#### Excerpt provided
● ● ● ●

NEW DELHI, INDIA—Months of research and development by a team of India's top physicists have resulted in an ambitious plan to get them the hell out of the overcrowded, impoverished nuclear powderkeg, sources revealed Monday.
"It has been a long road, but our many nights of hard work have finally paid off," said team leader Dr. Birendra Chattopadhyay, 2001 winner of a Shanti Swarup Bhatnagar Prize, the country's top science award. "We couldn't be happier with our findings: It is not only legal, but economically viable for us to leave India by December."
The plan, which includes complex mathematical calculations on the cost of transportation out of India, as well as detailed projections regarding residency and employment prospects in the U.S., Canada, or Europe, represents the fulfillment of a "lifelong dream" for Chattopadhyay.
"I have been working toward this breakthrough all my life," Chattopadhyay said. "India is the second most populous country in the world, with a 30 percent poverty rate, a 52 percent literacy rate, and debts that swallow 80 percent of her gross domestic product. Figure in our continuing conflicts with Pakistan, and you can see why I was so passionately devoted to this project."
In addition to imagining access to modern scientific equipment and adequate funding for his research, physicist Dr. Kolluru Sree Krishna theorized what it would be like to live in a country without a caste system.
"Facts and figures point to many new opportunities for me and my family," said Krishna, loading his possessions into boxes in preparation for his move to Boston, where he will teach at MIT. "Though India is a democracy, the will of the largely uneducated non-voting population has little effect on the decisions of lawmakers, and the bureaucracy put in place by the raj continues to cripple our economy. Correction... their economy."
The team spent a majority of the past three years developing the top-secret plan, dubbed the Manhattan Or Maybe London Project, overlooking no details.
"We met some setbacks along the way, such as getting [team member] Amitabha [Patel] out of his contract at the Indian Institute of Technology," Chattopadhyay said. "But our vigilance paid off. Our findings show conclusively that I am going to live in a city where clean, potable water is readily available."
For all their success, the physicists say their project got off to a slow start.
"We simply could not find an answer to our original research question: 'Now, why exactly are we here again?'" said Dr. Prashant Goswami of the Centre for Mathematical Modeling and Computer Simulation. "After months of studying the subsistence-level existence of the average Indian, who lacks modern amenities like electricity and running water and is ever threatened by drought, flood, famine, and disease, we were at a dead end."

● ● ● ●

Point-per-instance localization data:
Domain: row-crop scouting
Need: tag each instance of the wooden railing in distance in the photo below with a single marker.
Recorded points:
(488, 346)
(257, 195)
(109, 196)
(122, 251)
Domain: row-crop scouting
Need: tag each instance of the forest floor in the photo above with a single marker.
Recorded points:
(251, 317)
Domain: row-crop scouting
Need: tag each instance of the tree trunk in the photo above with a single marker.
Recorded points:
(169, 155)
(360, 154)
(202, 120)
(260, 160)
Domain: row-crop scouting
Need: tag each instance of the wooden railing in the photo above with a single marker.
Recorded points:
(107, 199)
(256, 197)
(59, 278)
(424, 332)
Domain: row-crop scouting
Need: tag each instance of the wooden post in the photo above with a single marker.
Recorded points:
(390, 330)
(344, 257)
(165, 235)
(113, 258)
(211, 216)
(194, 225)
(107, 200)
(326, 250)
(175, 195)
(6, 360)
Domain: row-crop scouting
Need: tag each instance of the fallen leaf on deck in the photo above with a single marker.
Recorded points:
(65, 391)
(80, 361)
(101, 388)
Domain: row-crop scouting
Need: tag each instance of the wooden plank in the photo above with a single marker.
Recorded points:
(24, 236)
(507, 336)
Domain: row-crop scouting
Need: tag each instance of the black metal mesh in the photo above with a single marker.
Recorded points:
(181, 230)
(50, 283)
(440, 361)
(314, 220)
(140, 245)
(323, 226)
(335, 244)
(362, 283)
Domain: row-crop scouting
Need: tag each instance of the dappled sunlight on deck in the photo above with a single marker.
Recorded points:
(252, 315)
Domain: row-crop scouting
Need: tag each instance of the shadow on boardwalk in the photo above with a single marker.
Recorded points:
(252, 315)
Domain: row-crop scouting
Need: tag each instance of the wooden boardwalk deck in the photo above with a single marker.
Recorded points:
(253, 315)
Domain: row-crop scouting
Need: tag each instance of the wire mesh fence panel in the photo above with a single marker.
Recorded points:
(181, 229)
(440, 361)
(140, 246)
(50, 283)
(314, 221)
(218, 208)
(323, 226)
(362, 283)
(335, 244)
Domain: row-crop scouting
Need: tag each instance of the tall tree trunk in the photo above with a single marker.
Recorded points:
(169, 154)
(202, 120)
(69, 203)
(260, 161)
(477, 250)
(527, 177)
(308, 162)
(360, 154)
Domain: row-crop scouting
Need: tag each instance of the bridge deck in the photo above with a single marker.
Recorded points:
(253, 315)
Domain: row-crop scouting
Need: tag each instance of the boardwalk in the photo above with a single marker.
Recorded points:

● ● ● ●

#### Problem
From the article on the physicists' plan to leave India, copy word for word the passage between "The plan, which" and "a caste system.", inclusive.

#### Problem solution
The plan, which includes complex mathematical calculations on the cost of transportation out of India, as well as detailed projections regarding residency and employment prospects in the U.S., Canada, or Europe, represents the fulfillment of a "lifelong dream" for Chattopadhyay.
"I have been working toward this breakthrough all my life," Chattopadhyay said. "India is the second most populous country in the world, with a 30 percent poverty rate, a 52 percent literacy rate, and debts that swallow 80 percent of her gross domestic product. Figure in our continuing conflicts with Pakistan, and you can see why I was so passionately devoted to this project."
In addition to imagining access to modern scientific equipment and adequate funding for his research, physicist Dr. Kolluru Sree Krishna theorized what it would be like to live in a country without a caste system.